Task directions: From the listing below, copy only the lines from the line that contains "each like [70,64]." to the line that contains "each like [53,51].", counting those two lines as part of the copy.

Provided records:
********
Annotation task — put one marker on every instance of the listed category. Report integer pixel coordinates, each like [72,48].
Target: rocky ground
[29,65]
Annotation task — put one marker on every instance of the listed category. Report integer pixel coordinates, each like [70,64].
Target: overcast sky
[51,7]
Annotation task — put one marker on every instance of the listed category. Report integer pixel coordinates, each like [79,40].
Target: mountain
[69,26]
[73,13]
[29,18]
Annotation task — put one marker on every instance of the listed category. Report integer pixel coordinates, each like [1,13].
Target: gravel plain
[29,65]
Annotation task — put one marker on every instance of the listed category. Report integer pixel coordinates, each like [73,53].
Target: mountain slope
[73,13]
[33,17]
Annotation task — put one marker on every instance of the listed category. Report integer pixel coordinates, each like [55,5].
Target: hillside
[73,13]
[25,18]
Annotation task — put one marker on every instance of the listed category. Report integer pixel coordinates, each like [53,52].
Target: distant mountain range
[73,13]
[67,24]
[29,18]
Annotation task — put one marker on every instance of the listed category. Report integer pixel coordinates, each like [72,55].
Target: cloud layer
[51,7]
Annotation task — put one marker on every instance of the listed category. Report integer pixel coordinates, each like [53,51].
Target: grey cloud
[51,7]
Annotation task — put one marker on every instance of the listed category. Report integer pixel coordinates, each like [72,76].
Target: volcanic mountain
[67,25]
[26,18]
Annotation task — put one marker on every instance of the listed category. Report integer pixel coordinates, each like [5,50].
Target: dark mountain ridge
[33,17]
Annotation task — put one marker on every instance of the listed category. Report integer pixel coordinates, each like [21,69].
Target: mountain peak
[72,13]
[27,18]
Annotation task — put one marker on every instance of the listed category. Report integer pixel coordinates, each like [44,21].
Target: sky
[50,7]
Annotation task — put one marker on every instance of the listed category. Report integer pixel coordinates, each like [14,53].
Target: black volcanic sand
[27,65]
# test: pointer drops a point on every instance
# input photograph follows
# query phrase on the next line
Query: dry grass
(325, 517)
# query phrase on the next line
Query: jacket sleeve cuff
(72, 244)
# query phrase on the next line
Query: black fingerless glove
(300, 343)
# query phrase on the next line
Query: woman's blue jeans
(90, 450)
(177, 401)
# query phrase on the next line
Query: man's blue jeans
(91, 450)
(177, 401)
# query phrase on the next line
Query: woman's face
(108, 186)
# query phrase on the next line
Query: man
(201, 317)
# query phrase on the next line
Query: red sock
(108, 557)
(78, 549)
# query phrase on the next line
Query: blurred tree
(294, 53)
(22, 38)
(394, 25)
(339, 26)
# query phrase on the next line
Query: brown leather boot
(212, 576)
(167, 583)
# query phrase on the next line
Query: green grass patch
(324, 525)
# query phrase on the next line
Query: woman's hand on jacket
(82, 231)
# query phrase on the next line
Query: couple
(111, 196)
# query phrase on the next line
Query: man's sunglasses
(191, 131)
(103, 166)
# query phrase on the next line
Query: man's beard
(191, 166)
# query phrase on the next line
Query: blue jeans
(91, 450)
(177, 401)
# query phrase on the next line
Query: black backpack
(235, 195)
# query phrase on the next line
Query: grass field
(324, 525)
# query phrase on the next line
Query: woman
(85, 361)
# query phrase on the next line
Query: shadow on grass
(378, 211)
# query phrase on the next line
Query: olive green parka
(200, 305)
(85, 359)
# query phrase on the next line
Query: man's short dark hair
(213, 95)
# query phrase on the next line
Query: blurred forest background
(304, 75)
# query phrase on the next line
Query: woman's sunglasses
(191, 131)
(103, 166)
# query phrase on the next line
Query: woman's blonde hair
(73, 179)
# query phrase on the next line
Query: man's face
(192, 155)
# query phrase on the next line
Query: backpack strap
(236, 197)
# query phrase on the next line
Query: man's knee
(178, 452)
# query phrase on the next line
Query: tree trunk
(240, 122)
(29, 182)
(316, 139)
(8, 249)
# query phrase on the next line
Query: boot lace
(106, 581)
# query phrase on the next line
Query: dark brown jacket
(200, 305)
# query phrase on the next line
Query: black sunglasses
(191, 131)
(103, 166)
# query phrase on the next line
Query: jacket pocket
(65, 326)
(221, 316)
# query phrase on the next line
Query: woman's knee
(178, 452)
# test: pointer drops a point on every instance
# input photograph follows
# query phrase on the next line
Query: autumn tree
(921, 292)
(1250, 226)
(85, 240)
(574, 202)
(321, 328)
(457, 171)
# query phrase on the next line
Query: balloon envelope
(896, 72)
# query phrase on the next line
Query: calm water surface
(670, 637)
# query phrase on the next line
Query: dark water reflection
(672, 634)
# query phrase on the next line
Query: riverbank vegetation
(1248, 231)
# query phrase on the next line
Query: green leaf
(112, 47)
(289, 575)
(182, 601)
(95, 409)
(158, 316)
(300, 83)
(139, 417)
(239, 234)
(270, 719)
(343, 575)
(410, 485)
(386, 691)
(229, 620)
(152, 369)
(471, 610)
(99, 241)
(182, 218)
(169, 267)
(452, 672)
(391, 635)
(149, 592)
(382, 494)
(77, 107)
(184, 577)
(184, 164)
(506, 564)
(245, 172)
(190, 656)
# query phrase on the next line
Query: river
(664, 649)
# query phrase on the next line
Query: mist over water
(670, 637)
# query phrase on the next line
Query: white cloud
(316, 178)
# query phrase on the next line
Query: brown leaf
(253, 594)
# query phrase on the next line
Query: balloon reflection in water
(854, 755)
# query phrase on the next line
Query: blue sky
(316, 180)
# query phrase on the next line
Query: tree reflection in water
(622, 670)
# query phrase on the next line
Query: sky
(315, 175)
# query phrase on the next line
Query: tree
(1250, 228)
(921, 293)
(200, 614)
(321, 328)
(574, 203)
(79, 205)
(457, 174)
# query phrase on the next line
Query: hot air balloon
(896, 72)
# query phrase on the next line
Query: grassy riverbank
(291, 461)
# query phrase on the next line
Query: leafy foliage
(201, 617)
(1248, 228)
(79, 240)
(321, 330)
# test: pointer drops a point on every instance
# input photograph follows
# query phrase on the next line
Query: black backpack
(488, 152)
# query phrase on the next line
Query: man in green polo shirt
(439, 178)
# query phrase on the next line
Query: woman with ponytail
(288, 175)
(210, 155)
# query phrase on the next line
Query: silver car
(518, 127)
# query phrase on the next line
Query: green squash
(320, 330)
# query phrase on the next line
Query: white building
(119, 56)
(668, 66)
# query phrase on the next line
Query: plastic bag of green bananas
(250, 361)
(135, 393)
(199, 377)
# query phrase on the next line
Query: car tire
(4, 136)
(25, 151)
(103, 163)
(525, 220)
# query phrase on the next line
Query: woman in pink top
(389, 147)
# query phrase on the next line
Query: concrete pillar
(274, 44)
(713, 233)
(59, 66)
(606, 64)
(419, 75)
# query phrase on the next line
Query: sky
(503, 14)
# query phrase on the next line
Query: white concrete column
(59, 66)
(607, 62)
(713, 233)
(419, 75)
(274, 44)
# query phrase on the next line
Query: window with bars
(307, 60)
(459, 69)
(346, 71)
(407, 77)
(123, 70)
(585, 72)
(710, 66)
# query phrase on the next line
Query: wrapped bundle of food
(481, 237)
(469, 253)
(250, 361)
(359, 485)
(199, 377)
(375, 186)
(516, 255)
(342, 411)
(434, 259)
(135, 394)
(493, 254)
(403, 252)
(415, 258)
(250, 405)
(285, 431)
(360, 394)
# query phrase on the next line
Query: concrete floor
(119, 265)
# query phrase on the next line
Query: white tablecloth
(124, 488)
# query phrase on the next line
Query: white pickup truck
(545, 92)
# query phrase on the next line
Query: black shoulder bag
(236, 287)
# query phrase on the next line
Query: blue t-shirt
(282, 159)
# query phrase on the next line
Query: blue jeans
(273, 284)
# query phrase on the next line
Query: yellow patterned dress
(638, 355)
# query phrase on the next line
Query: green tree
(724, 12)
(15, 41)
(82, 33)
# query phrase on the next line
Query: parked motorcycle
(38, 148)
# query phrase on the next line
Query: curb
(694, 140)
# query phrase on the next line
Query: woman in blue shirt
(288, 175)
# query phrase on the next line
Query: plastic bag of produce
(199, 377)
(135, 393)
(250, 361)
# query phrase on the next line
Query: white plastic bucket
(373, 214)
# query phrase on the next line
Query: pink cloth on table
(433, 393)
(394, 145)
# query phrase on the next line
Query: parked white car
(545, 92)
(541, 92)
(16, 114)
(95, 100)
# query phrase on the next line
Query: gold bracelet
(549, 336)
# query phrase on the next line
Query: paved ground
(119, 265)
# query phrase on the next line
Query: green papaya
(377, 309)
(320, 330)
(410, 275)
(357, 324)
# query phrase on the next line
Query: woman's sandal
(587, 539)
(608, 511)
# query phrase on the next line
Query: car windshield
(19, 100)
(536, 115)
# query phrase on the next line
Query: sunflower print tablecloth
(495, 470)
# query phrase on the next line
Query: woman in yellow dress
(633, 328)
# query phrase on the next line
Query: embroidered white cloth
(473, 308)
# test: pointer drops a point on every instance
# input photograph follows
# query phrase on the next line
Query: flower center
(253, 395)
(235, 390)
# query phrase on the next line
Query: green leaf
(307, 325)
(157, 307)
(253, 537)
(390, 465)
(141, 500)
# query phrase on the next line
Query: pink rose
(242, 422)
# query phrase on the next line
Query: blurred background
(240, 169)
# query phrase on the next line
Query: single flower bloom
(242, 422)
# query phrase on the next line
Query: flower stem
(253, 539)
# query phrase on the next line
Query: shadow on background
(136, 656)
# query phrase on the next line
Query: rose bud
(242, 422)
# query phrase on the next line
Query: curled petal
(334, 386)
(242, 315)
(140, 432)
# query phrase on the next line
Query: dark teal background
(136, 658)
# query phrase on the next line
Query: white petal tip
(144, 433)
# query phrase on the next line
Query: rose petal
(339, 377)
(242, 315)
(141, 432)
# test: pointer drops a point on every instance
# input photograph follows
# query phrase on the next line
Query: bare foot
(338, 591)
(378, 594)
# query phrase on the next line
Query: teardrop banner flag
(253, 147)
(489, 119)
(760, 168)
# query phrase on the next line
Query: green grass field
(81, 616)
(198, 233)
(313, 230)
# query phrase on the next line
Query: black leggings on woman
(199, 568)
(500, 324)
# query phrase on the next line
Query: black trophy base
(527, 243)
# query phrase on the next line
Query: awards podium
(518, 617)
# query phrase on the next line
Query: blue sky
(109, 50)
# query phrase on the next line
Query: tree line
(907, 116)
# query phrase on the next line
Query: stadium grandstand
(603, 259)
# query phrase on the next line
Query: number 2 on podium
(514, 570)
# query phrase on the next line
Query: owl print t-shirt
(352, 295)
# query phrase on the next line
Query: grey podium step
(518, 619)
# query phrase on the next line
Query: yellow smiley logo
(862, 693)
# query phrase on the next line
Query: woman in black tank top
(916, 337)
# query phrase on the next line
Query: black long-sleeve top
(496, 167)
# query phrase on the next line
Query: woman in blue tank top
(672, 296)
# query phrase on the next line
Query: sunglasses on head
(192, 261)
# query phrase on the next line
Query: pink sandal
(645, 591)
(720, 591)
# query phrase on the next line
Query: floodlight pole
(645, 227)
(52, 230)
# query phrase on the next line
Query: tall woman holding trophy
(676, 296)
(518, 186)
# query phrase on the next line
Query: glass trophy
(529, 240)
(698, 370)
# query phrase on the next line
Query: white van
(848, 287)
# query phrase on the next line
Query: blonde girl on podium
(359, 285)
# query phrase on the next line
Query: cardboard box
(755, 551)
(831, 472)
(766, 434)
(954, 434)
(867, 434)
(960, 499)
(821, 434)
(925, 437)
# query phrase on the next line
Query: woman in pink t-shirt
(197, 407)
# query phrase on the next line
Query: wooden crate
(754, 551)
********
Output below:
Annotation task — put one marker on every instance of the listed category. Report integer pixel coordinates, each like [70,64].
Target: overcast sky
[51,7]
Annotation task — put one marker on every instance of the listed category. Report integer pixel coordinates, each like [79,40].
Target: mountain
[69,26]
[73,13]
[29,18]
Annotation task — put one marker on every instance of the listed category. Report integer pixel coordinates, each like [1,13].
Target: gravel plain
[29,65]
Annotation task — put one marker on every instance of the listed category. Report integer pixel coordinates, each like [73,53].
Target: mountain slope
[73,13]
[33,17]
Annotation task — put one marker on every instance of the listed category. Report integer pixel coordinates, each like [55,5].
Target: hillside
[73,13]
[25,18]
Annotation task — put one marker on every instance of the listed category. Report integer pixel coordinates, each like [53,52].
Target: distant mountain range
[73,13]
[67,24]
[29,18]
Annotation task — put one marker on every instance of the listed category. Report integer pixel coordinates, each like [72,55].
Target: cloud layer
[51,7]
Annotation task — put one marker on every instance of the listed category. Report integer pixel coordinates, each like [53,51].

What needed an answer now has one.